::: RAW DATA

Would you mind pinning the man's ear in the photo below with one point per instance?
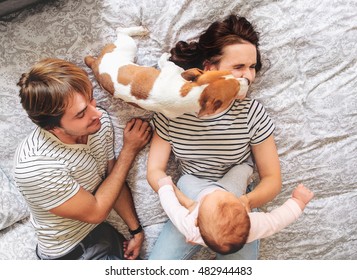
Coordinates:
(191, 74)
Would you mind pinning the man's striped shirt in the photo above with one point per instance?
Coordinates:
(49, 172)
(208, 147)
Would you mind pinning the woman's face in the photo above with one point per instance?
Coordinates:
(239, 58)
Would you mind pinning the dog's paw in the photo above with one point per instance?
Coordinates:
(133, 31)
(164, 58)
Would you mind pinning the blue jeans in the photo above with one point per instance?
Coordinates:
(171, 244)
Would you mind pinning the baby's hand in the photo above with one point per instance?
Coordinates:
(302, 194)
(165, 181)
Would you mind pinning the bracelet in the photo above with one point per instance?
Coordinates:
(136, 231)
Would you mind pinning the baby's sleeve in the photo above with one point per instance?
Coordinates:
(266, 224)
(177, 213)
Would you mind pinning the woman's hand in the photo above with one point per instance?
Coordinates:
(132, 247)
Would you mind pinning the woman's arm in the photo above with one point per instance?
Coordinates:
(159, 155)
(267, 161)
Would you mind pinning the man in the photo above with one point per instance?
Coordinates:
(66, 168)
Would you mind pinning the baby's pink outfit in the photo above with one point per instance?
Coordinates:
(262, 224)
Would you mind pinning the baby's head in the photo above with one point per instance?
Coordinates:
(223, 222)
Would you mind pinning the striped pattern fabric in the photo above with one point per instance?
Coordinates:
(208, 147)
(49, 172)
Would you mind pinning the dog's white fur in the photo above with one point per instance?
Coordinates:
(166, 94)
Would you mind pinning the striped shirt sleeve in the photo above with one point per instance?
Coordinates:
(260, 124)
(48, 183)
(161, 124)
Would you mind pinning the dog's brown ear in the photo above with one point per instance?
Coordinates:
(191, 74)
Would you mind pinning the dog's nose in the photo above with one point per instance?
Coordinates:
(244, 81)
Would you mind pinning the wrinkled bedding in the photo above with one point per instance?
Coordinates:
(308, 85)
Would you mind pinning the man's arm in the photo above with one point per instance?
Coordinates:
(94, 208)
(124, 206)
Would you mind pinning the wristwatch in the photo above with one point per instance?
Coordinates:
(136, 231)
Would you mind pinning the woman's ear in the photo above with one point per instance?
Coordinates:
(208, 66)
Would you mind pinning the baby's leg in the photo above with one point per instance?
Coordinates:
(191, 186)
(236, 179)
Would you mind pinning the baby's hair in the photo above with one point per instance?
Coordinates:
(230, 231)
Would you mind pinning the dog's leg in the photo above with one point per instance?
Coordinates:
(163, 60)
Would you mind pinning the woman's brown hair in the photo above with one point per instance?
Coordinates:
(209, 47)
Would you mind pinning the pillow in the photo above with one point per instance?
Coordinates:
(13, 207)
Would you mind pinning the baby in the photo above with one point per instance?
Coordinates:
(220, 220)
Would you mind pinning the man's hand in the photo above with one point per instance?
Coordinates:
(132, 247)
(137, 134)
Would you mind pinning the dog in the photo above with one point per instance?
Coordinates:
(170, 90)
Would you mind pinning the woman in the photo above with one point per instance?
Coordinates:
(213, 150)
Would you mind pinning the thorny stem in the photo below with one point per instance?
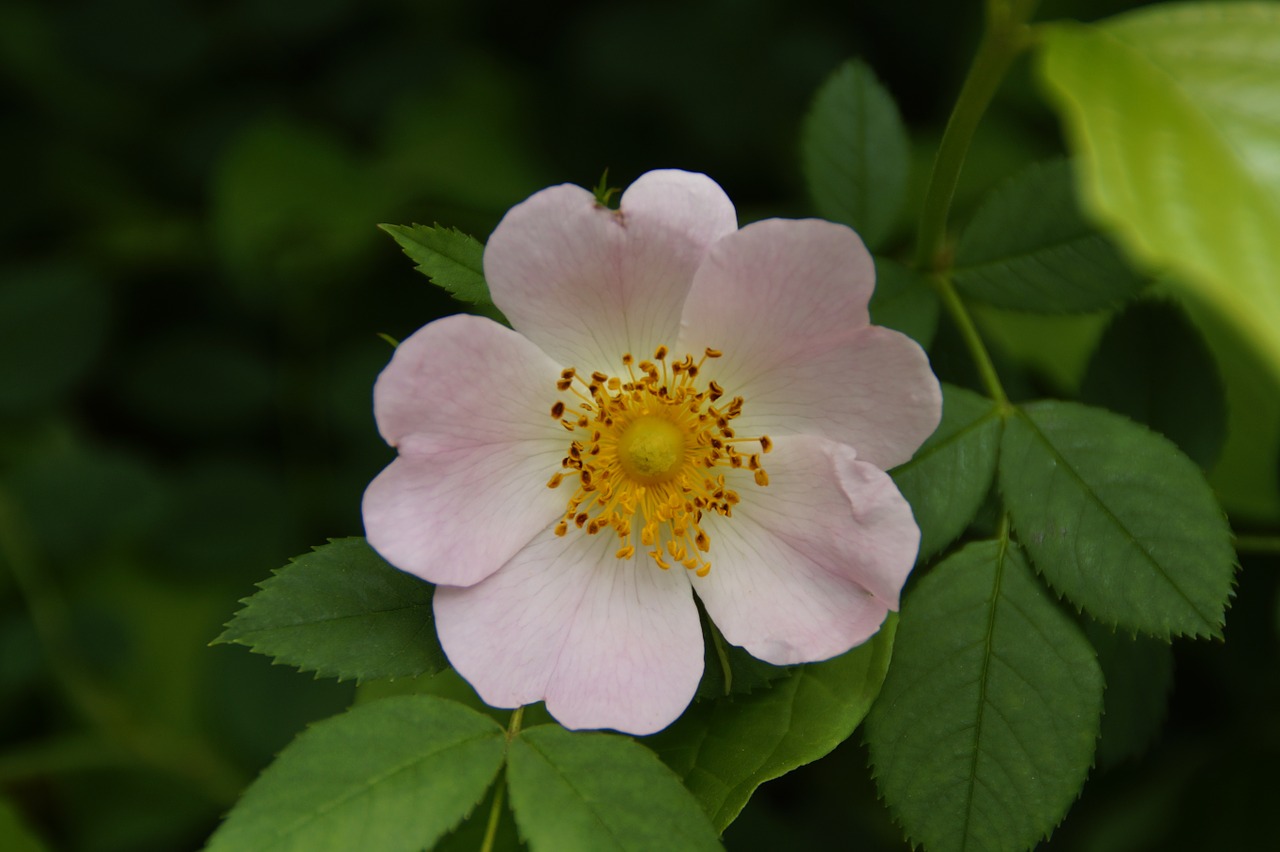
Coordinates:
(1005, 36)
(490, 830)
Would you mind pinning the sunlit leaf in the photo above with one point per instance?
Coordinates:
(951, 473)
(854, 152)
(725, 750)
(984, 729)
(1174, 115)
(391, 775)
(595, 792)
(1118, 520)
(342, 612)
(1029, 248)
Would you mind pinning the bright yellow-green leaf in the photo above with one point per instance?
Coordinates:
(1174, 115)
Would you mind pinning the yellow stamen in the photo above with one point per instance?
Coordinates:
(647, 443)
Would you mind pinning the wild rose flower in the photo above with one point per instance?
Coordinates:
(684, 407)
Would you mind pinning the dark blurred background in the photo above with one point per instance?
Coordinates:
(191, 291)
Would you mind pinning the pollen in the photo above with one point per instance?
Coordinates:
(653, 450)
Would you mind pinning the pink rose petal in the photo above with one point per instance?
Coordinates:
(467, 403)
(606, 642)
(786, 302)
(809, 566)
(586, 283)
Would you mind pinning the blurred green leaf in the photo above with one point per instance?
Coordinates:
(594, 792)
(451, 259)
(190, 380)
(1118, 520)
(725, 750)
(342, 612)
(214, 494)
(1152, 366)
(905, 301)
(80, 500)
(53, 324)
(984, 731)
(1174, 115)
(292, 207)
(951, 473)
(1139, 673)
(14, 834)
(389, 775)
(1028, 248)
(854, 152)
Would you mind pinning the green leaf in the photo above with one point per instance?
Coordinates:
(1028, 248)
(594, 792)
(451, 259)
(1118, 520)
(1139, 673)
(14, 834)
(725, 750)
(951, 473)
(905, 301)
(984, 731)
(342, 612)
(389, 775)
(1174, 115)
(854, 152)
(1153, 366)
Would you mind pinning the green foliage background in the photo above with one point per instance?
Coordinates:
(191, 292)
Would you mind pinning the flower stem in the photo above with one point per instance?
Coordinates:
(960, 315)
(1005, 36)
(490, 832)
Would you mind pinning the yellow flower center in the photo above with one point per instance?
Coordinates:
(645, 450)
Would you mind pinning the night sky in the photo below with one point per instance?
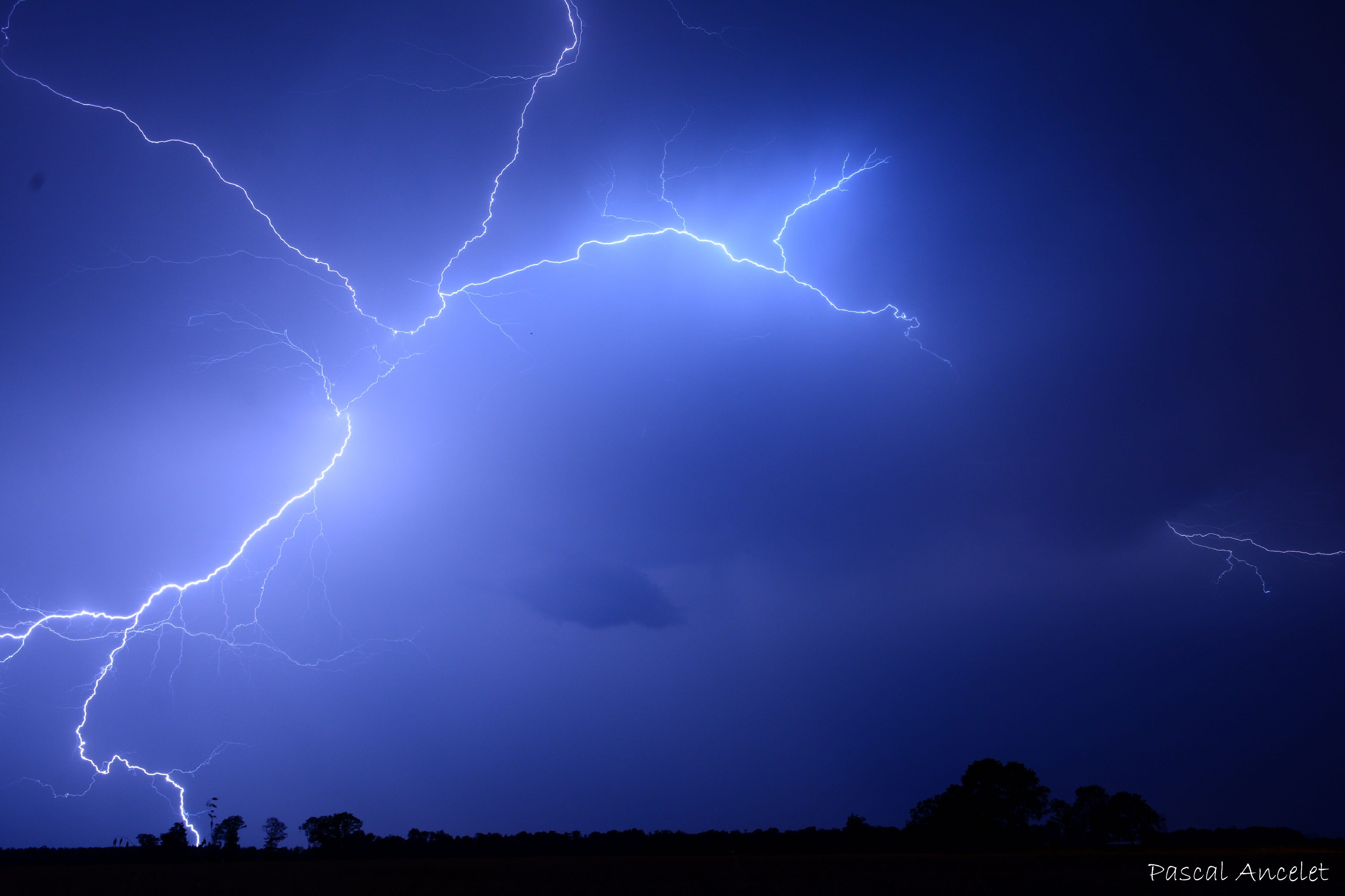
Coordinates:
(654, 539)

::::::

• WORK REQUIRED:
Each record should be copied exactly, and each image left out.

• WRITTEN ANSWER:
Would you mind pinning the man's ear in the photo below with one point per instance?
Coordinates:
(191, 74)
Would you mind pinning the man's striped shirt in the photo above with one point per instance?
Coordinates:
(49, 172)
(208, 147)
Would you mind pinning the woman's face in the photo above with one point per instance?
Coordinates:
(239, 58)
Would you mind pinning the dog's paw in the photo above with one point per instance?
Coordinates:
(133, 31)
(164, 58)
Would you mind pinning the blue jeans in the photo above with one point per instance?
Coordinates:
(171, 244)
Would you mind pinning the baby's hand in the photo above with one point per instance?
Coordinates:
(302, 194)
(165, 181)
Would you mind pinning the bracelet in the photo above with one point per instance?
Coordinates:
(136, 231)
Would you mind pinning the baby's sleeve in the photo above with one point per instance?
Coordinates:
(266, 224)
(177, 213)
Would you mind pinning the woman's hand in the photo above with one point per instance?
Coordinates:
(132, 247)
Would you mind pinning the woman's arm in the photo above with one point per instance?
Coordinates:
(159, 155)
(267, 161)
Would you mind pinning the man in the photo above with one point per instance?
Coordinates:
(66, 168)
Would you mind pinning the baby's pink outfit in the photo above with one point per instance?
Coordinates:
(262, 224)
Would you mind pinning the baby's head in the photo above with one point per instance?
Coordinates:
(223, 222)
Would you mind pinning the striped pattern fabric in the photo above with one point per instance?
Coordinates:
(208, 147)
(49, 172)
Would you mind pinning the dog's white fur in the photo above with one point per instance?
Coordinates:
(166, 94)
Would you mind pinning the striped shirt sleeve in the photo above with one point per instance?
Coordinates:
(260, 124)
(48, 183)
(161, 124)
Would you mind pinning the dog's brown ear in the photo above with one point per instance?
Coordinates:
(191, 74)
Would you mind pinning the dog's nose in the photo above with one point per instance?
Coordinates:
(244, 81)
Would you mind pinning the wrinkled bedding in the photo above with one point per instance?
Coordinates:
(308, 85)
Would you mind pinning the man's arm in the photo above with one point per instance?
Coordinates:
(94, 208)
(124, 206)
Would you mind pinning the wristwatch in the photo above with one point per instance?
Coordinates:
(136, 231)
Would you mind pinning the woman's ear in the photo above with one point per instance?
Coordinates:
(208, 66)
Would you mind pinning the baby's leg in the photo above with one point per instance?
Coordinates:
(191, 186)
(236, 179)
Would you mind pinning the baby's hair in the photo above with one point per instance?
Coordinates:
(230, 231)
Would you mind pinning the dog's leg in the photo above with one point per instance?
Coordinates:
(163, 60)
Would you mind pinning the woman's brown hair in the photo above with one point per instance?
Coordinates:
(209, 47)
Would you mind pinning the pillow in the photo above with one point per instance?
Coordinates:
(13, 207)
Would you mind pinning the baby in the photo above with one point per instance?
Coordinates:
(220, 220)
Would you mind pinning the man's hand in the photo above with one point per instance?
Coordinates:
(132, 247)
(137, 134)
Would you mind pinning the dog in the photo above with one point per instance?
Coordinates:
(170, 90)
Would you mind pinning the woman in the photo above with one point per instance?
Coordinates:
(213, 150)
Would you mind pinning the thorny stem in the photo below with one point per instance?
Coordinates:
(1005, 36)
(490, 830)
Would you mind pinning the sunlit leaf in the photo above with one point per instance?
Coordinates:
(951, 473)
(854, 152)
(725, 750)
(984, 729)
(1174, 115)
(391, 775)
(595, 792)
(1118, 520)
(342, 612)
(1029, 248)
Would you mind pinning the bright yellow-green leaf in the photo above with one point per instance?
Coordinates:
(1174, 115)
Would you mind pinning the yellow stamen in the photo above with one point per instance?
Coordinates:
(647, 443)
Would you mind pinning the wild rose flower in the photo above with one point per instance?
Coordinates:
(684, 407)
Would you mind pinning the dark blurred background in the photo above with one point per instance?
Coordinates:
(191, 291)
Would you mind pinning the pollen in the photo above with one point per instance?
Coordinates:
(653, 450)
Would you mind pinning the pink rose petal in the photo above with one point per instance?
Coordinates:
(467, 403)
(606, 642)
(786, 302)
(809, 566)
(586, 283)
Would you mind pinning the blurred green leaf in the photo above with one point per instance?
Coordinates:
(594, 792)
(451, 259)
(190, 380)
(1118, 520)
(725, 750)
(342, 612)
(214, 494)
(1152, 366)
(905, 301)
(80, 500)
(53, 324)
(984, 731)
(1174, 115)
(292, 207)
(951, 473)
(1139, 673)
(14, 834)
(389, 775)
(1028, 248)
(854, 152)
Would you mind pinning the green leaf in the photo above with one point per instance?
Coordinates:
(1028, 248)
(594, 792)
(451, 259)
(1118, 520)
(1139, 673)
(14, 834)
(725, 750)
(951, 473)
(905, 301)
(984, 731)
(342, 612)
(389, 775)
(1174, 115)
(854, 152)
(1153, 366)
Would you mind pinning the green foliage background in the photo above with one point per instance?
Coordinates:
(191, 292)
Would you mind pinning the flower stem in the photo above with one point per instance?
Coordinates:
(960, 315)
(1005, 36)
(490, 832)
Would you mind pinning the yellow flower center in the photo above with one point per instance?
Coordinates:
(645, 450)
Would you mind pinning the night sky in the photo below with one point per instance?
Coordinates:
(654, 539)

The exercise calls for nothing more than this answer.